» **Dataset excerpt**
________
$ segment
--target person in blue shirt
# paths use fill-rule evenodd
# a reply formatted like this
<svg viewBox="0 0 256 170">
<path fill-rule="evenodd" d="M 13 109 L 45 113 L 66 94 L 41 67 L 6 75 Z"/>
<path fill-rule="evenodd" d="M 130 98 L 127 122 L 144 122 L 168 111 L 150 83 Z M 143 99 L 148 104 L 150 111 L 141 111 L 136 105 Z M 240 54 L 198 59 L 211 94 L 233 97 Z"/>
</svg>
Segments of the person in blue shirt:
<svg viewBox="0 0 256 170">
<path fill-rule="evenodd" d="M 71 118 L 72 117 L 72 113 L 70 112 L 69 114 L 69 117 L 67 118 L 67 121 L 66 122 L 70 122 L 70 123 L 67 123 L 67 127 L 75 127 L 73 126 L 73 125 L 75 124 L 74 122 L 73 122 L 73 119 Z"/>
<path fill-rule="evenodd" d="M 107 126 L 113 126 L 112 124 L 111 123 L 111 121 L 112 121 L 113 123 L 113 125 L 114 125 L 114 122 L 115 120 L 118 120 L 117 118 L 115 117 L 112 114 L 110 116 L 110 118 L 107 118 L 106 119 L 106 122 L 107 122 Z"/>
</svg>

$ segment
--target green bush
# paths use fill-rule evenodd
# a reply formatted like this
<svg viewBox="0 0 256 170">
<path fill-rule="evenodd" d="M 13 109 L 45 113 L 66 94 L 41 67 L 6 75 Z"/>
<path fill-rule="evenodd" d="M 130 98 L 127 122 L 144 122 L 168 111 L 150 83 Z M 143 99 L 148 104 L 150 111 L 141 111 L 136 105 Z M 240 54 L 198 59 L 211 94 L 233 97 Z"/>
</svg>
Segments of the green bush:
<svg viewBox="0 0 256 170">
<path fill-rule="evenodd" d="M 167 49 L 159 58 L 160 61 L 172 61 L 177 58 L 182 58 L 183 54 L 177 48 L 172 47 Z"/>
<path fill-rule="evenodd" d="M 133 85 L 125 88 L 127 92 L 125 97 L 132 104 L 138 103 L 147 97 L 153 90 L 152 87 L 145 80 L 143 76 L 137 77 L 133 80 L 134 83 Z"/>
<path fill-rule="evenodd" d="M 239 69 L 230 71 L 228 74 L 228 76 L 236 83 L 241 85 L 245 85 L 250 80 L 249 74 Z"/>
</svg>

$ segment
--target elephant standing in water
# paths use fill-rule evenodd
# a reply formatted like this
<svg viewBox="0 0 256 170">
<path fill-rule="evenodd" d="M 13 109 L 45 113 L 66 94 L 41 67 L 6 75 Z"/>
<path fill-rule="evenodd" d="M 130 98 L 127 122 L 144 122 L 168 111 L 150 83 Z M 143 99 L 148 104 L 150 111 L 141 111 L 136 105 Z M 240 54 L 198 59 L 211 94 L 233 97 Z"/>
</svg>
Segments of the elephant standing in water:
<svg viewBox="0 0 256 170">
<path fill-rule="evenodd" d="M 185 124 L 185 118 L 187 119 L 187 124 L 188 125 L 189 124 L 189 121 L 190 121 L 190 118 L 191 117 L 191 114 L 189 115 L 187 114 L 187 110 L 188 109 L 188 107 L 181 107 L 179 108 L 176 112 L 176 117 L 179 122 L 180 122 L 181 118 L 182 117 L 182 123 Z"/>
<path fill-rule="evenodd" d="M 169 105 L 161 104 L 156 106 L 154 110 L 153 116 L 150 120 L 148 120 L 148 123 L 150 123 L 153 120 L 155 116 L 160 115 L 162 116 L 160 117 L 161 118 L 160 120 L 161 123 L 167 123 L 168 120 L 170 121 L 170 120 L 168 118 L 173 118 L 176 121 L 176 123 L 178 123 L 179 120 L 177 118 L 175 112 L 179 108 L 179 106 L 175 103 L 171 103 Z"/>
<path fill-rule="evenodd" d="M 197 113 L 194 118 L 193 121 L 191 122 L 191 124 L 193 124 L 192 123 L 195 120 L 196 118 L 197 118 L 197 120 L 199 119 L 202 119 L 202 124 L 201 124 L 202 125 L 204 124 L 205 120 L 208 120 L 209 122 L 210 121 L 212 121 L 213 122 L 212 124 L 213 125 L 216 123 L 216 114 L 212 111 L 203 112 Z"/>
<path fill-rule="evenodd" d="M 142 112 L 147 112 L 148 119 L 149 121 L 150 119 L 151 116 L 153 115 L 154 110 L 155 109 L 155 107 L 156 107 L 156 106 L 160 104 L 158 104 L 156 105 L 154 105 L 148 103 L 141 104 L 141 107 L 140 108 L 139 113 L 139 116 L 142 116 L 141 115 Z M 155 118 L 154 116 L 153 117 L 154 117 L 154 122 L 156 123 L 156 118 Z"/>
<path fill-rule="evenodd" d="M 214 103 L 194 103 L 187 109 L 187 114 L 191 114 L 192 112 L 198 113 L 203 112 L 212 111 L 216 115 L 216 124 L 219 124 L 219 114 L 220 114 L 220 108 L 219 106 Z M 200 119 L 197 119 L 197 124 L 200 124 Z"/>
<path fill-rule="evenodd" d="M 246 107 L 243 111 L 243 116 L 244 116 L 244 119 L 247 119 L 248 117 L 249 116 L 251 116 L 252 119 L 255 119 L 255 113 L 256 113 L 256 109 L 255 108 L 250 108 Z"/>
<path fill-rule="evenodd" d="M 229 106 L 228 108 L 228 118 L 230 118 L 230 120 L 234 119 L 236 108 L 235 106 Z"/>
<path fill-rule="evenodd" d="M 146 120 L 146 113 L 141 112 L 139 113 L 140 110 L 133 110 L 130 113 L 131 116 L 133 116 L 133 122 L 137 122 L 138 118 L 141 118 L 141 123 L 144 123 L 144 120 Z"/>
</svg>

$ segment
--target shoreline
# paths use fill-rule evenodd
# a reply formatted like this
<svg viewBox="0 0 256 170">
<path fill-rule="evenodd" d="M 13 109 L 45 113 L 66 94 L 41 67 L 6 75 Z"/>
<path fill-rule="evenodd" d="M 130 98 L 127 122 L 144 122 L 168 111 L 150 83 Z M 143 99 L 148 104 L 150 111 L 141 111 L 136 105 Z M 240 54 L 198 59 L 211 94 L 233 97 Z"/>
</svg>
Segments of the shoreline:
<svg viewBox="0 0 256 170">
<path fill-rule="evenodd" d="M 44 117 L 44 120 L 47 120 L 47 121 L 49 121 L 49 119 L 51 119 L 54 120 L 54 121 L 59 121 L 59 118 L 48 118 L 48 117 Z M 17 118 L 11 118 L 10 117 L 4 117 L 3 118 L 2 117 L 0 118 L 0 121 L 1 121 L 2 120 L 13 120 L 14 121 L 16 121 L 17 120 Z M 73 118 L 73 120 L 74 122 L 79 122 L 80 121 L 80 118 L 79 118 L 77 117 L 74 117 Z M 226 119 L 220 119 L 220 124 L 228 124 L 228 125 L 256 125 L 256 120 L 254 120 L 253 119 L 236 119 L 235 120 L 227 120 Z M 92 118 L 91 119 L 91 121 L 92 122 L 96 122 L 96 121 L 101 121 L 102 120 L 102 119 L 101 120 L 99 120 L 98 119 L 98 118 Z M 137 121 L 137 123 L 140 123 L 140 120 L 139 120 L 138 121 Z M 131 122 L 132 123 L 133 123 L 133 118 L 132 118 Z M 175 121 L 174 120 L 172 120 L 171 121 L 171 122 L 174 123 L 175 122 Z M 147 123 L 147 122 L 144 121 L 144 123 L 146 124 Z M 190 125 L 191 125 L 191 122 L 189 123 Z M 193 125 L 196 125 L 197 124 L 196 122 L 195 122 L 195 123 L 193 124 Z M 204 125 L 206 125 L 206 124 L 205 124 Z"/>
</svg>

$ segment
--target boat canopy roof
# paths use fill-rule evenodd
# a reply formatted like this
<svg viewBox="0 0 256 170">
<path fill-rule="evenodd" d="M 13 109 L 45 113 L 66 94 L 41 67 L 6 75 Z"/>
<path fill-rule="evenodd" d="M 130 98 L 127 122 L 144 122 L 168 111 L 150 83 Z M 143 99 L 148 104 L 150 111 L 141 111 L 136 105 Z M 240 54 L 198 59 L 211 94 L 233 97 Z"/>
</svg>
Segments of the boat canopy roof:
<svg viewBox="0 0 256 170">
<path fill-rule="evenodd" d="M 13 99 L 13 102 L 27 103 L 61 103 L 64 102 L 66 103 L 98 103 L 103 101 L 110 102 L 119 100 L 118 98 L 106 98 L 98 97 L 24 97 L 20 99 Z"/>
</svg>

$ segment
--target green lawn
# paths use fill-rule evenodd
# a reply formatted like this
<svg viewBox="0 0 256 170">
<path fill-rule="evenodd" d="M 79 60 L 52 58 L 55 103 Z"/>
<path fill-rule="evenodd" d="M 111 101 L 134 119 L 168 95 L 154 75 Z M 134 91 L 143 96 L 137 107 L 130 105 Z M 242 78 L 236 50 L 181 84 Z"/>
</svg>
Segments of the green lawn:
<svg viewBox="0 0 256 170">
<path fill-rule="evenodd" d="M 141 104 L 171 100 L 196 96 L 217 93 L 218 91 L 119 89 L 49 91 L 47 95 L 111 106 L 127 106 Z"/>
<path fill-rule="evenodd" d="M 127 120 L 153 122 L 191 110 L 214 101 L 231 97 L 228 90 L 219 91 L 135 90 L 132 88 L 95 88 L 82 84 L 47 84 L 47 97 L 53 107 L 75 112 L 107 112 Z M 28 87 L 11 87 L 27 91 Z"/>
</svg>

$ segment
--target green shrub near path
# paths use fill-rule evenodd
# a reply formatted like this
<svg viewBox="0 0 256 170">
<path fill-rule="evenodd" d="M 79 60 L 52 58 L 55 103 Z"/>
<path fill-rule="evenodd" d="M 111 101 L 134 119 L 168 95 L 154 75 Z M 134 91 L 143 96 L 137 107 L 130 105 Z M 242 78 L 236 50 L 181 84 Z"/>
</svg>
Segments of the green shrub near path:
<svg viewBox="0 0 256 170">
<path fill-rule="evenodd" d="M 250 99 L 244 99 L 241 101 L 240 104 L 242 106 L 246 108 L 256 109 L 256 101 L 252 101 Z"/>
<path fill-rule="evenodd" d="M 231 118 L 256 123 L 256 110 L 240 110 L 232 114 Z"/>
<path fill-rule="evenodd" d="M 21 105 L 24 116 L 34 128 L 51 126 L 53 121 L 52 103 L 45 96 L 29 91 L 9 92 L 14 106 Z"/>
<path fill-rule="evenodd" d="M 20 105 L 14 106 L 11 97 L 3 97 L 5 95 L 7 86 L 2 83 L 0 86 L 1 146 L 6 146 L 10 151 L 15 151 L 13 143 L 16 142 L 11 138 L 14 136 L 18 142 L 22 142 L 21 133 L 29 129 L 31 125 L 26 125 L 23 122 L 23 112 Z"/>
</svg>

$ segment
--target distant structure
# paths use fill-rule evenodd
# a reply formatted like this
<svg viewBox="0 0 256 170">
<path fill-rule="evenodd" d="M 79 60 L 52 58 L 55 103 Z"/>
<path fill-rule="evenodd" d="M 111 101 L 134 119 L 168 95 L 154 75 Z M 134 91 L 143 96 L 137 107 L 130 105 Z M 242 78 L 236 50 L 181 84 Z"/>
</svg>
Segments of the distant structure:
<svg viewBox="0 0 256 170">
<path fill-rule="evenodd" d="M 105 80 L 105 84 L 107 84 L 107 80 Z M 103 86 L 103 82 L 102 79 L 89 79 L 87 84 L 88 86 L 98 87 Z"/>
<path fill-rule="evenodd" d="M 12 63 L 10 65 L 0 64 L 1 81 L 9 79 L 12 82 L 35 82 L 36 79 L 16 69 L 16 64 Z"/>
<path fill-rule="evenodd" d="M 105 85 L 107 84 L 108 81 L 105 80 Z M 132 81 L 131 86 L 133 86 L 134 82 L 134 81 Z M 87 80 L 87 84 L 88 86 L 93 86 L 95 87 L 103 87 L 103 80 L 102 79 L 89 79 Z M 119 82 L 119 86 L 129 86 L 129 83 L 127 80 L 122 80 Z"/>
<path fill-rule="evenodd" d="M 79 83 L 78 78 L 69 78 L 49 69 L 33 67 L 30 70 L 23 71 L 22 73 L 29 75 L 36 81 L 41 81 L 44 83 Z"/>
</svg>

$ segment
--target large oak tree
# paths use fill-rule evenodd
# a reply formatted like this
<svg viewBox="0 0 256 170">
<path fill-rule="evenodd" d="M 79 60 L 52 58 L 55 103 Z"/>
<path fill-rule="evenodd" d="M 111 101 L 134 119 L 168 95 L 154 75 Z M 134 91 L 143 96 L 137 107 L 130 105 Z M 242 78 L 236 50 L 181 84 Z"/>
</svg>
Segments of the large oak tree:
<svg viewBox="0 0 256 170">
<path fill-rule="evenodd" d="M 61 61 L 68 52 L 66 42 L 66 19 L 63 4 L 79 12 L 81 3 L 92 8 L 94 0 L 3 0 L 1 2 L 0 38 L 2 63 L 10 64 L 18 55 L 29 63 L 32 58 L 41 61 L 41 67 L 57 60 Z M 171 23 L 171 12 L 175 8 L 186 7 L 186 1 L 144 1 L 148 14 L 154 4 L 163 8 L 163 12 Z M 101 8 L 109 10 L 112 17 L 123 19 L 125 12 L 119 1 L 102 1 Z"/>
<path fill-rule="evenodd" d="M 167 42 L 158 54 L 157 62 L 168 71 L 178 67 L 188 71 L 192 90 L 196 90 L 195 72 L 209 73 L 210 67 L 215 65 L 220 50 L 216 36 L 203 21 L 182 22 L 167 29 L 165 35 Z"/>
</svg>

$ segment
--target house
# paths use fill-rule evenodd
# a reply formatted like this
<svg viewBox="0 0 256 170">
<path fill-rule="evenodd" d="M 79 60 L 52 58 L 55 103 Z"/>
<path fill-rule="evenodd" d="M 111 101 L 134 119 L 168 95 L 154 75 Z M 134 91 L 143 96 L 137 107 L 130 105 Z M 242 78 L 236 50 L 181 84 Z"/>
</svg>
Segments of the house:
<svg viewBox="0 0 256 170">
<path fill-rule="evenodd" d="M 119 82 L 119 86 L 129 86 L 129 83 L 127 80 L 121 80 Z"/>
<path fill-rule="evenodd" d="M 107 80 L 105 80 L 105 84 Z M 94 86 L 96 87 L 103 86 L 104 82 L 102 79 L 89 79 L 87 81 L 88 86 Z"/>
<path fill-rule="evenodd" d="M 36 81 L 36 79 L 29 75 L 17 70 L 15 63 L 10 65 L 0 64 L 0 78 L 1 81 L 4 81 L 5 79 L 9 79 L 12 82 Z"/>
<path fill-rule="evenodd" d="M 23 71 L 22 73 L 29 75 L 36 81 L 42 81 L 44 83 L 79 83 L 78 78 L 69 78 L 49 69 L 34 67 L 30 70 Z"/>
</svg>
________
» **What you need to do**
Please gather every line of the records that contains the word "distant", copying each one in full. Case counts.

» **Written response**
--target distant structure
Segments of the distant structure:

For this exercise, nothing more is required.